Keyboard shortcuts

Press or to navigate between chapters

Press S or / to search in the book

Press ? to show this help

Press Esc to hide this help

Entity Hierarchy & Cluster Roles

Entity Relationship Map

Advertiser (sharded by advertiserId)
  ├── Budget: dailyBudget, spendToday, lastResetEpochDay
  ├── Creatives: Map[CreativeId, Creative]
  ├── Site blocklist: Set[SiteId]
  └── Campaigns: Set[CampaignId]
        └── Campaign (sharded by advertiserId|campaignId)
              ├── Budget: dailyBudget, spendToday, maxCpm
              ├── RL Agent: BidOptimizationAgent (DQN snapshot)
              ├── Creative assignments: Set[CreativeId]
              ├── Spend buffer: 500ms / 20 events batching
              ├── Idempotency: BloomFilter (50K entries, 0.01% FPP)
              └── Categories: Set[CategoryId]

Publisher
  └── Site (sharded by siteId)
        ├── Config: domain, seedUrl, cronSchedule, maxDepth
        ├── PacingConfig: dayDuration, traffic shapes, warmupMode
        ├── Ad product blocklist: Set[AdProductCategoryId]
        └── Slots: List[AdSlotConfig(slotId, width, height)]

AuctioneerEntity (sharded by siteId)
  ├── Page classifications: Map[URL, Classification]
  ├── Participating campaigns: Map[CampaignId, Set[URL]]
  ├── TaxonomyRankerEntity (sharded by category|siteId)
  │     └── Thompson Sampling weights, half-life decay
  └── CategoryBidderEntity (sharded by category|siteId|shard)
        └── Virtual sharding: hash(siteId) % 5

CampaignDirectory (ClusterSingleton)
  ├── Reverse index: CategoryId → Map[CampaignId, AdvertiserId]
  ├── Routes updates via CampaignDistributor (8 workers)
  │     └── Fan-out to CategoryBidderEntity shards
  └── 60-second reconciliation cycle

Sharding Strategy

Each entity type uses a different shard key optimized for its access pattern:

EntityShard KeyShardsRationale
AuctioneerEntitysiteId100All pages on a site auction together
CategoryBidderEntitycategory|siteId|shard100 × 5 virtualDistributes load within popular categories
TaxonomyRankerEntitycategory|siteId100Co-located with bidder for low-latency
CampaignEntityadvertiserId|campaignId100Independent lifecycle, RL state per campaign
AdvertiserEntityadvertiserId100Budget and frequency caps per advertiser
CampaignDistributorN/A8 workersRoutes by hash(categoryId) % 8

Entity Lifecycle

CampaignEntity

  • Status enum: Active, Paused
  • Active: Responds to bid requests, RL agent adjusts multiplier every 15 min
  • Paused: Stops responding, creatives removed from ServeIndex
  • Budget exhausted: Stops bidding, creatives remain in ServeIndex (budget resets daily)

(Dataset content)

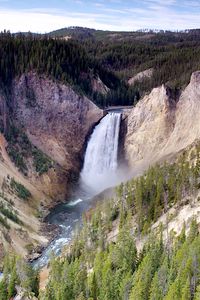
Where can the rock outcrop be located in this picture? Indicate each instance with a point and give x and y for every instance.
(160, 126)
(57, 120)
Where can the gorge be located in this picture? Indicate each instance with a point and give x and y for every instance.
(100, 171)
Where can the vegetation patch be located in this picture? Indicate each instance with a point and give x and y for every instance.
(20, 150)
(9, 214)
(42, 162)
(20, 190)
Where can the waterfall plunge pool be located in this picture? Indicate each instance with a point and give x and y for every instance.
(100, 171)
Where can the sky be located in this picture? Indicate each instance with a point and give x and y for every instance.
(43, 16)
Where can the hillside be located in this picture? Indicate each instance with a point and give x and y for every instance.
(136, 245)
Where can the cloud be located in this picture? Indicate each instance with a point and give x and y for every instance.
(156, 14)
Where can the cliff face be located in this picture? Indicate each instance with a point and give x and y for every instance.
(159, 126)
(57, 121)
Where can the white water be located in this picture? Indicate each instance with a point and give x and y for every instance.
(100, 163)
(100, 171)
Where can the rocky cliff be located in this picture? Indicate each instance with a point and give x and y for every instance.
(57, 120)
(161, 126)
(46, 125)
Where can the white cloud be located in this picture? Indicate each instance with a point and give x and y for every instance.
(45, 20)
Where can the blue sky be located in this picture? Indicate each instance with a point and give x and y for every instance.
(47, 15)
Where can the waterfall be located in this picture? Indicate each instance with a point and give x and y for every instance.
(100, 163)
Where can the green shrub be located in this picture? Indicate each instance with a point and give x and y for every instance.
(21, 191)
(41, 162)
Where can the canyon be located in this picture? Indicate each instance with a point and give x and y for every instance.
(58, 121)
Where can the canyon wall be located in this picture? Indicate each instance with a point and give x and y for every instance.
(160, 126)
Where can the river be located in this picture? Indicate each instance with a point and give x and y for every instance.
(100, 171)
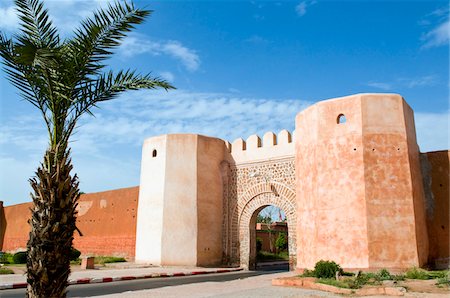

(Task requirements)
- a) According to the entity hierarchy text, how often does the CampaignDirectory run its reconciliation cycle?
- b) Write the next part of the entity hierarchy text, picking up after its last line.

(Written answers)
- a) Every 60 seconds.

- b)
  • Day reset guard: lastRolledEpochDay prevents double-roll on same calendar day
  • Passivation: After 5 minutes of inactivity

CampaignEntity Spend Recording

The spend path is carefully designed for correctness:

  1. Buffered: 500ms timer OR batch of 20 events (whichever fires first)
  2. Idempotency: 50K-entry Bloom filter (0.01% FPP) + 50K Scaffeine cache (5min TTL)
  3. At-least-once: Pending reports retry with exponential backoff (100ms → 5s, max 5 attempts)
  4. Persist-then-publish: State saved before SpendUpdate event published

AuctioneerEntity

  • Activated on first crawl of a site’s page
  • Tracks which campaigns participated in recent auctions (for targeted re-auction)
  • Periodic re-auction: Every 5 minutes (promovolve.auction.reauction-interval)
  • Cleanup: Removes classifications older than 48 hours every 5 minutes
  • Passivates after 5 minutes of inactivity

AdvertiserEntity

  • Tracks: Set of campaigns, Map of creatives, daily budget/spend
  • Flush ID dedup: Maintains last 1000 processed flush IDs (MaxProcessedFlushIds)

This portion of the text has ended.